#### [Extrait du texte]
------------------------------

M. le président du Conseil du trésor, on est dans le salon
bleu ici. Si on sort, à quelques pas on arrive dans le salon rouge.
Savez-vous combien cela a coûté de rénover ce salon rouge?
Cela a commencé grosso modo autour de 750 000 $ ou 800 000 $ et il y a
toujours des petits suppléments qui arrivent en cours de route; eh bien,
on est rendu... Et là je vous lis un CT du mois de février 1982,
no 621, du ministère des Travaux publics et de l'Approvisionnement:
"Supplément pour porter - écoutez bien le chiffre - à 1
002 200 $ le coût des travaux de rénovation du salon rouge de
l'édifice A, colline parlementaire, Québec." C'est un
supplément de 35 000 $. M. le président du Conseil du
trésor, au moment où votre gouvernement fait des coupures
aveugles et brutales dans les programmes sociaux, dans les programmes de
l'éducation, dans les circuits routiers de la province de Québec
et qu'on garroche l'argent en l'air dans Quebecair, ne trouvez-vous pas qu'il y
a un manque de priorité là-dedans? Moi, j'ai siégé
dans ce salon rouge avant qu'il soit réparé pour 1 000 000 $ et
je peux vous dire qu'on y était très à l'aise, qu'on
pouvait y faire notre travail de parlementaire d'une façon très
satisfaisante et je ne sais pas quel député s'est plaint. S'il y
a des députés qui se sont plaints ce n'est certainement pas des
députés libéraux. Je ne sais pas quel député
ministériel s'est plaint pour qu'on réaménage ça et
que ça nous coûte 1 000 000 $. De l'argent de nos contribuables
dans une période où ces gens ont de la misère à
faire leur épicerie et à payer leur hypothèque.
M. le président du Conseil du trésor, vous avez - et je
l'avais pressenti au début -tenté de blâmer encore une fois
Ottawa pour nos problèmes économiques, à cause de sa
politique monétaire et plus spécifiquement les taux
d'intérêt. C'est quoi la politique du Parti
québécois en matière de taux d'intérêt, M. le
président du Conseil du trésor? Est-ce que c'est la politique que
j'ai entendue de la bouche du député de Frontenac, la politique
monétaire créditiste? Est-ce que c'est la théorie des taux
d'intérêt qui devraient être meilleur marché que j'ai
entendue du super-ministre au marasme économique qui dit qu'il faudrait
diminuer les taux d'intérêt? Ou est-ce la politique du premier
ministre de la province de Québec qui, à Ottawa, déclarait
récemment qu'il faudrait que ce soit 1% supérieur à celui
des Etats-Unis? Est-ce que ça va prendre un "renérendum" dans le
Parti québécois pour avoir une politique monétaire claire
avec un taux d'intérêt fixe? Si le premier ministre nous dit
ça - il a l'air d'assez bien mener sa barque, en tout cas, il vous a
sous contrôle - bien, à ce moment, on dit que c'est un 1% de plus
avec le PQ. C'est beau ça. Est-ce que c'est le genre de politique qu'on
veut? Pendant que vous faites cela, je suis obligé, M. le
Président, d'attirer l'attention du président du Conseil du
trésor qui m'a dit tantôt, en terminant, qu'il avait de la
priorité dans ses dépenses, puis qu'il s'occupait des petits,
dans les systèmes sociaux et tout cela...

------------------------------

#### [Entrées]
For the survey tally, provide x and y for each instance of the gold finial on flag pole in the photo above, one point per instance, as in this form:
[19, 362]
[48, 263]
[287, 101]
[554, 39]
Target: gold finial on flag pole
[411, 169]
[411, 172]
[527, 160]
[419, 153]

------------------------------

#### [Exercices]
**A)** Recopiez à l'identique le passage de l'extrait du débat parlementaire qui va de « M. le président du Conseil du trésor, on » jusqu'à « ce salon rouge? » inclus.
**B)** Reprenez l'extrait du débat parlementaire à la suite de sa dernière phrase et poursuivez-le.

#### [Corrigé des exercices]
**A)**
M. le président du Conseil du trésor, on est dans le salon
bleu ici. Si on sort, à quelques pas on arrive dans le salon rouge.
Savez-vous combien cela a coûté de rénover ce salon rouge?

**B)**
M. le président du Conseil du trésor, je vais vous
demander de parler à votre ministre des Affaires sociales au sujet d'un
programme. Il s'agit ici d'un cas de bureau de comté. Une dame
reçoit une lettre de la Direction générale de l'aide
sociale du ministère du Travail, de la Main-d'Oeuvre, et de la
Sécurité du revenu. Écoutez bien la lettre et je vous
demande d'intervenir personnellement. Il s'agit du programme d'aide aux
bénéficiaires stomisés. Ce programme est modifié de
la façon suivante. On parle de ceux qui ont dû malheureusement se
faire opérer pour les intestins et qui sont obligés de porter
aujourd'hui des sacs, et c'est pénible. À partir du 1er
janvier 1982, le supplément mensuel, sur son aide sociale de 100 $, qui
lui était attribué, sera remplacé par le programme de la
Régie de l'assurance-maladie décrit ci-après... J'y vais
brièvement avec le consentement du président du Conseil du
trésor, parce que c'est le cas d'une victime qui en représente
tellement d'autres.
Le Président (M. Boucher): M. le
député...
M. Bérubé: Vous avez été d'une
rigidité à mon égard M. le Président.
M. Paradis: Je reviendrai, je reviendrai.
M. Bérubé: C'est ça M. le Président,
parfait, il reviendra.
M. Paradis: Je vous comprends, vous appliquez le règlement
avec toute la rigueur qu'on connaît.
Le Président (M. Boucher): M. le ministre, je devrai vous
interrompre à 12 h 40, comme on l'a dit, pour que la période des
conclusions de chacun puisse se faire avec le député de
Brome-Missisquoi et vous-même. Alors, M. le ministre.
M. Bérubé: Je traiterai très
brièvement de la dernière intervention du député de
Brome-Missisquoi. Mais si je comprends bien, vous allez après mon
intervention redonner la parole à l'Opposition et j'aimerais savoir si
nous avons un droit de réplique.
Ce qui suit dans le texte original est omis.